Extrait fourni:

04 juin 2025

JEANNE D'ARC COMME INCARNATION DE LA FRANCE - SIMÉON LUCE

 

Le XVe siècle est comme la conclusion du moyen-âge. Il ferme et il résume à la fois cet âge intermédiaire qui forme la transition entre l'antiquité gréco-latine et les temps modernes. C'est une des plus grandes dates de l'histoire de l'humanité. L'esprit chrétien, en ce qu'il a de plus suave, trouve alors son expression suprême et définitive dans "l'Imitation de Jésus-Christ" ; Gutenberg invente l'imprimerie ; Colomb découvre l'Amérique ; Jeanne d'Arc, enfin, personnifie l'héroïsme patriotique et couronne par le martyre l'épisode le plus merveilleux de notre histoire et de toutes les histoires.


La Pucelle n’est pas seulement le type le plus achevé du patriotisme, elle est encore l’incarnation de notre pays dans ce qu’il a de meilleur.

Exercices:
A: Réécrivez sous forme de liste le paragraphe de l'extrait sur Jeanne d'Arc qui commence par « Le XVe siècle est comme la conclusion », en conservant ses faits principaux.
B: D'après l'extrait sur Jeanne d'Arc, dans quel ouvrage l'esprit chrétien trouve-t-il son expression suprême au XVe siècle ?
C: Recopiez mot pour mot le passage de l'extrait sur Jeanne d'Arc qui commence par les mots contenant « Le XVe siècle » et se termine par « toutes les histoires. ».

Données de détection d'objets
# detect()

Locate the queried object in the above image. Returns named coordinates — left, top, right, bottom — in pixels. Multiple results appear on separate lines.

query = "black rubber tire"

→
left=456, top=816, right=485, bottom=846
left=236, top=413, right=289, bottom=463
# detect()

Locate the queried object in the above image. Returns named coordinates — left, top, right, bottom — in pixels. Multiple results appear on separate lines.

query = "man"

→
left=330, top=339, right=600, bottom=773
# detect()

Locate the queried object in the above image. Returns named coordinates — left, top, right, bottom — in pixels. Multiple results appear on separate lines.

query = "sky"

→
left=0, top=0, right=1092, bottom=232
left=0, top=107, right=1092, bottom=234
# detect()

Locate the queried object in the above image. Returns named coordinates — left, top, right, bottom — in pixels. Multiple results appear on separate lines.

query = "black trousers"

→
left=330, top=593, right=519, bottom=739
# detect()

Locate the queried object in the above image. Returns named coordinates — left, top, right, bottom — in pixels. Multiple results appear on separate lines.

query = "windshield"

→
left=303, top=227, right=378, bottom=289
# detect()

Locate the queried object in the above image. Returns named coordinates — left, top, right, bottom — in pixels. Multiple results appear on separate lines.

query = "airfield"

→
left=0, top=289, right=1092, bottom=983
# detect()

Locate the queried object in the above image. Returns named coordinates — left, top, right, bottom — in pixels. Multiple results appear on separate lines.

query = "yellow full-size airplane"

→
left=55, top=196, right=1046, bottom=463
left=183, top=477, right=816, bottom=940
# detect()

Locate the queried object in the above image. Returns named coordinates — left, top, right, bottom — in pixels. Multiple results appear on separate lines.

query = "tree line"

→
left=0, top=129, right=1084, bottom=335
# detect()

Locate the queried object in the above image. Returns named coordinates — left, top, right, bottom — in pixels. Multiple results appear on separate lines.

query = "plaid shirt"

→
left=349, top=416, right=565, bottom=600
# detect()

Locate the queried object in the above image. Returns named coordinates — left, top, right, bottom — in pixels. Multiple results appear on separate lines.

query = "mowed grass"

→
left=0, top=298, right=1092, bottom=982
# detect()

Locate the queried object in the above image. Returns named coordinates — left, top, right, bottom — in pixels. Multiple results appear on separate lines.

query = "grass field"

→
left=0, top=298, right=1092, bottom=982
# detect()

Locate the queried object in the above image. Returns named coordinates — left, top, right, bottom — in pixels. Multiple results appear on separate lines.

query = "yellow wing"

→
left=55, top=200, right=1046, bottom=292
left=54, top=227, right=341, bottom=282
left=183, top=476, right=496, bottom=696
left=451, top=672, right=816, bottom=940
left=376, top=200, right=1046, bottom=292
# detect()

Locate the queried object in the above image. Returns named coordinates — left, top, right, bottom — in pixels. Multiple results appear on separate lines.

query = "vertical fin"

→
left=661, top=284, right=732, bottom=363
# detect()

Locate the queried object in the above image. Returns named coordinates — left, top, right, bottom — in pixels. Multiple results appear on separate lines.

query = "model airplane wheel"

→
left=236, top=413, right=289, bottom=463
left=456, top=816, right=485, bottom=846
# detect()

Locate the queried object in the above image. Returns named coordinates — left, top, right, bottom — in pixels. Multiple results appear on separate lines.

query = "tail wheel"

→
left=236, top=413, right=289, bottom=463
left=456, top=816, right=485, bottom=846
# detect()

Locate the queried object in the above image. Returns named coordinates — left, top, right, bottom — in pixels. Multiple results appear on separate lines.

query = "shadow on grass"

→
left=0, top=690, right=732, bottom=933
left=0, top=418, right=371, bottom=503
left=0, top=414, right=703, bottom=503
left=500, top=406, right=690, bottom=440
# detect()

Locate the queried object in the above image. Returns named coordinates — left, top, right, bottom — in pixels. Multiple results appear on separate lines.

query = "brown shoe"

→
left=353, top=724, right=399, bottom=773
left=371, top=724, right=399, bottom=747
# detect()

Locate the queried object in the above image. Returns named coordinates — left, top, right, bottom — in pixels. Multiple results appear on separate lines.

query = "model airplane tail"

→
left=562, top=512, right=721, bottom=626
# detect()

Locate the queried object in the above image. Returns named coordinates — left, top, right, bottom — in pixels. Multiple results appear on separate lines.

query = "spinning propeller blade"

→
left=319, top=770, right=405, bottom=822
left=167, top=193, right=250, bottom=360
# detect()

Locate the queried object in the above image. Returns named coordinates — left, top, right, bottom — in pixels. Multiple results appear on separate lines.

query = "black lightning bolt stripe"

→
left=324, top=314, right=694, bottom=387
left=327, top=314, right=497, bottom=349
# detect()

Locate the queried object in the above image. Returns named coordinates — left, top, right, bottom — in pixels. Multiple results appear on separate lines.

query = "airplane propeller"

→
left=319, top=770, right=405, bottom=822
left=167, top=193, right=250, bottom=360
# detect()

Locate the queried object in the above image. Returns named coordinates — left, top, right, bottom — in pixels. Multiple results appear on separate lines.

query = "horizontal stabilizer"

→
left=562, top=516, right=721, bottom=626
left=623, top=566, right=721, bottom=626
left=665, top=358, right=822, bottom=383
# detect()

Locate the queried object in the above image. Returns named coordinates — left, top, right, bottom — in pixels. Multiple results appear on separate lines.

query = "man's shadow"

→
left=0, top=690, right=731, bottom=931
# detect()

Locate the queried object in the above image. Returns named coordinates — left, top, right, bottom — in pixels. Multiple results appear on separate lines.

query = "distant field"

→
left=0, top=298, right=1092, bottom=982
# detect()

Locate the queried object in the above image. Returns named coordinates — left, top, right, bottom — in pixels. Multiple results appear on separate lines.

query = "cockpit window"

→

Corrigés détaillés:
A:
- Le XVe siècle conclut et résume le moyen-âge, transition entre l'antiquité gréco-latine et les temps modernes.
- C'est l'une des plus grandes dates de l'histoire de l'humanité.
- L'esprit chrétien trouve son expression suprême dans « l'Imitation de Jésus-Christ ».
- Gutenberg invente l'imprimerie.
- Colomb découvre l'Amérique.
- Jeanne d'Arc personnifie l'héroïsme patriotique et couronne par le martyre l'épisode le plus merveilleux de l'histoire.

B: Il la trouve dans « l'Imitation de Jésus-Christ ».

C:
Le XVe siècle est comme la conclusion du moyen-âge. Il ferme et il résume à la fois cet âge intermédiaire qui forme la transition entre l'antiquité gréco-latine et les temps modernes. C'est une des plus grandes dates de l'histoire de l'humanité. L'esprit chrétien, en ce qu'il a de plus suave, trouve alors son expression suprême et définitive dans "l'Imitation de Jésus-Christ" ; Gutenberg invente l'imprimerie ; Colomb découvre l'Amérique ; Jeanne d'Arc, enfin, personnifie l'héroïsme patriotique et couronne par le martyre l'épisode le plus merveilleux de notre histoire et de toutes les histoires.